[Items from a data source]
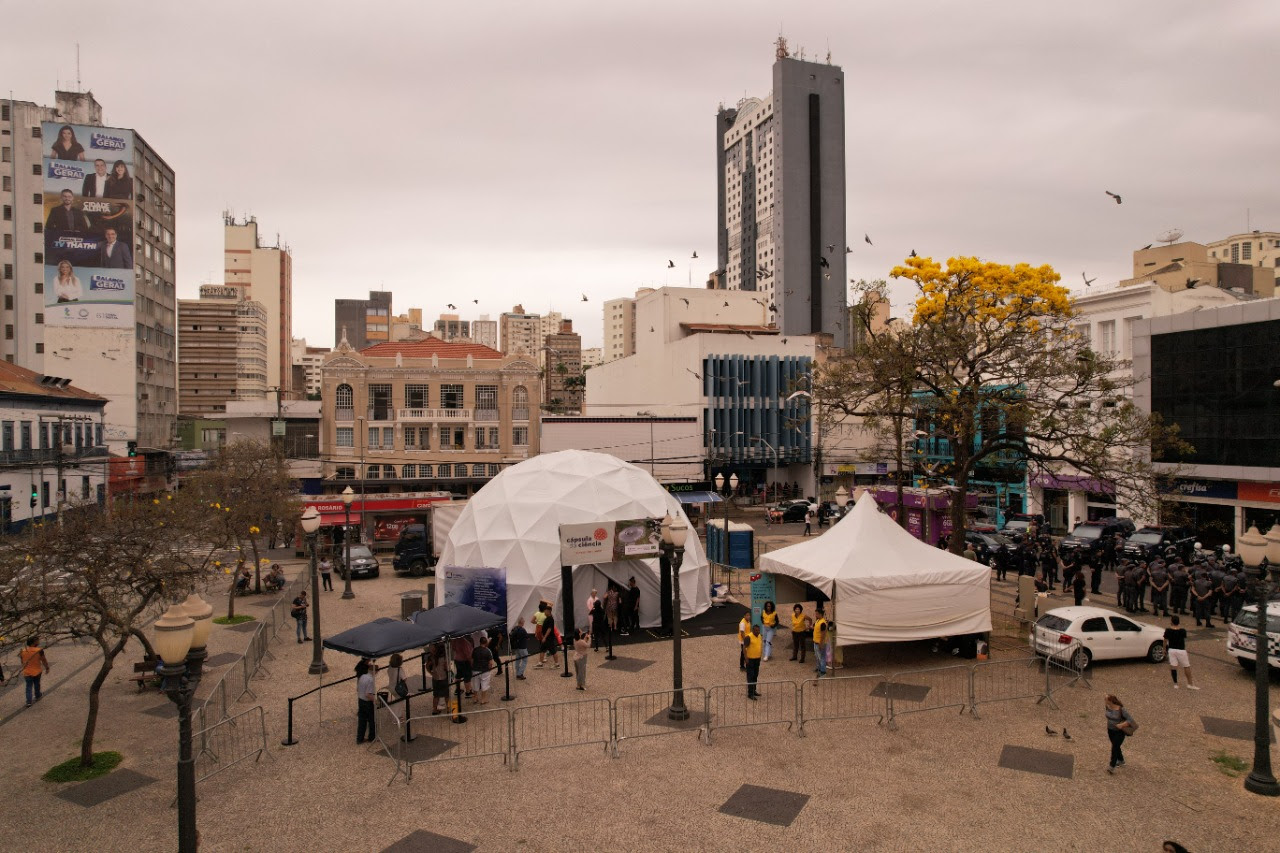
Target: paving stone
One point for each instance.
(104, 788)
(1037, 761)
(766, 804)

| Work to be completed |
The task calls for repeating each line above exactly while excluding the pictures.

| Result of the exercise |
Target: paving stone
One point for each instance.
(104, 788)
(1037, 761)
(766, 804)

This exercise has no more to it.